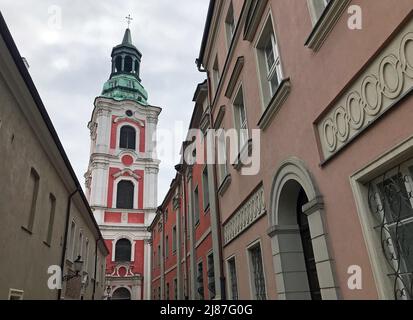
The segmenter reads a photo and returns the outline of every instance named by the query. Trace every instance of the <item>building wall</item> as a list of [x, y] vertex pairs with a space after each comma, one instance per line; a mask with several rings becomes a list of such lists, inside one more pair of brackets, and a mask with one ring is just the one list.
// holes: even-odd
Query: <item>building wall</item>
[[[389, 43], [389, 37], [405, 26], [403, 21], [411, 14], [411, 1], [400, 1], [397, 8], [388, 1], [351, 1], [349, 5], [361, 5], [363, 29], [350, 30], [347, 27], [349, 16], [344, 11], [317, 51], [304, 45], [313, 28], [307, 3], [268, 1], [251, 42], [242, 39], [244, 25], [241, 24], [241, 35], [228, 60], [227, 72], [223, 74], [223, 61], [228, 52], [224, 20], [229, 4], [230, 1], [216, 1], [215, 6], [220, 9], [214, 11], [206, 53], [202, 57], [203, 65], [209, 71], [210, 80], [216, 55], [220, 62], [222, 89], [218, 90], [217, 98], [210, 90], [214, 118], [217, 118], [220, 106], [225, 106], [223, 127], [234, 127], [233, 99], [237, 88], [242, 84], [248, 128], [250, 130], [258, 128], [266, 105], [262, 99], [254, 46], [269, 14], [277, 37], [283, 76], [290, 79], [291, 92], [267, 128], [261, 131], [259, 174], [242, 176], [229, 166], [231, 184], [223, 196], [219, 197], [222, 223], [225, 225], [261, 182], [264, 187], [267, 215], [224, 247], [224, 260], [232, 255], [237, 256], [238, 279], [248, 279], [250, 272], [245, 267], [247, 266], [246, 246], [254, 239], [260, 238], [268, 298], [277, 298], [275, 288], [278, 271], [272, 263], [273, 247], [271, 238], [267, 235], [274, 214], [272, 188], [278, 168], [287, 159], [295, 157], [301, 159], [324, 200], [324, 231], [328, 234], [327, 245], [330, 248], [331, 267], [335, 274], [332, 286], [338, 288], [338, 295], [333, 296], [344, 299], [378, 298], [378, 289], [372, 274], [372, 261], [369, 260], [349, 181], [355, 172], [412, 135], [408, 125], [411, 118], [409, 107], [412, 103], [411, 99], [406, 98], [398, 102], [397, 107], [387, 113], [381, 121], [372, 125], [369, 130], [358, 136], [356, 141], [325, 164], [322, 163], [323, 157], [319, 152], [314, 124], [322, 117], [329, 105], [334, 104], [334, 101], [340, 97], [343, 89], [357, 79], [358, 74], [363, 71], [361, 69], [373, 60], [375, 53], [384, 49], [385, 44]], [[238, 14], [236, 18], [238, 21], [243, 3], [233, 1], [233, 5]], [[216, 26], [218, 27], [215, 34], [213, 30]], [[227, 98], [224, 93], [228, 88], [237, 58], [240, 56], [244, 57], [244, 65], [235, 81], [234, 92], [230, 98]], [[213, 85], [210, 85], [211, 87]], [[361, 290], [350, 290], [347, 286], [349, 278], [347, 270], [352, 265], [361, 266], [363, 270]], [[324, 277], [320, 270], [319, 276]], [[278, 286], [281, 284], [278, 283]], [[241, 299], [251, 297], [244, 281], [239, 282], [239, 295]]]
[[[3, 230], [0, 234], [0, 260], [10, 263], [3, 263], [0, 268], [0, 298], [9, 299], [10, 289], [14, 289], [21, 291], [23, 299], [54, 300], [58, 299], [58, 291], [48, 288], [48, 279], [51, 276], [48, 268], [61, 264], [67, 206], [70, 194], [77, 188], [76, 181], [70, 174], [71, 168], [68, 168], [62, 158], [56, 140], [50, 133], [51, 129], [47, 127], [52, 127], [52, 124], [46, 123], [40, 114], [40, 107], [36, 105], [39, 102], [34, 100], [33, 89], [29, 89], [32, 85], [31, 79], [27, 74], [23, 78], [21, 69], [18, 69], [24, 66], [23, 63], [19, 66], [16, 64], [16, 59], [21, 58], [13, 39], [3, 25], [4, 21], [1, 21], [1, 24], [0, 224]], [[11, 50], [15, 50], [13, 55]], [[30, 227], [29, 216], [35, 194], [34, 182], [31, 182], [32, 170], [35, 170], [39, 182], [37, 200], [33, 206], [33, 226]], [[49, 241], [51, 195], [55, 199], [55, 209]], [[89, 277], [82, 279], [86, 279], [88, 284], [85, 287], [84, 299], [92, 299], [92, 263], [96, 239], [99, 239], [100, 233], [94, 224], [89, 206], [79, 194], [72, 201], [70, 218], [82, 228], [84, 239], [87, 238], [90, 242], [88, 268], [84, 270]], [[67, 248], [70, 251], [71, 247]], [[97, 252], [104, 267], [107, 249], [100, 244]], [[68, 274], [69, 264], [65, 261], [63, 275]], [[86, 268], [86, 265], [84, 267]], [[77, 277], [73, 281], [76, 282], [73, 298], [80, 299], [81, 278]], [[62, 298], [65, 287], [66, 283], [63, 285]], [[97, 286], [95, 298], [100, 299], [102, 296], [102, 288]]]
::::::
§ **Aim**
Reproduce the lines above verbatim, starting at the first line and ending at the line that contains "Query: <item>building wall</item>", inclusive. Omit the pictures from the output.

§ **Response to the exercise**
The segmenter reads a photo and returns the outline of every instance named by the query. Trace every instance of the <item>building wall</item> as a list of [x, y] vertex pairs with a space after each comma, one instance per line; a mask with several rings becomes a list of such lists, inside one more pair of brackets, and a mask with one ring is just the one list.
// holes: even-odd
Query: <item>building wall</item>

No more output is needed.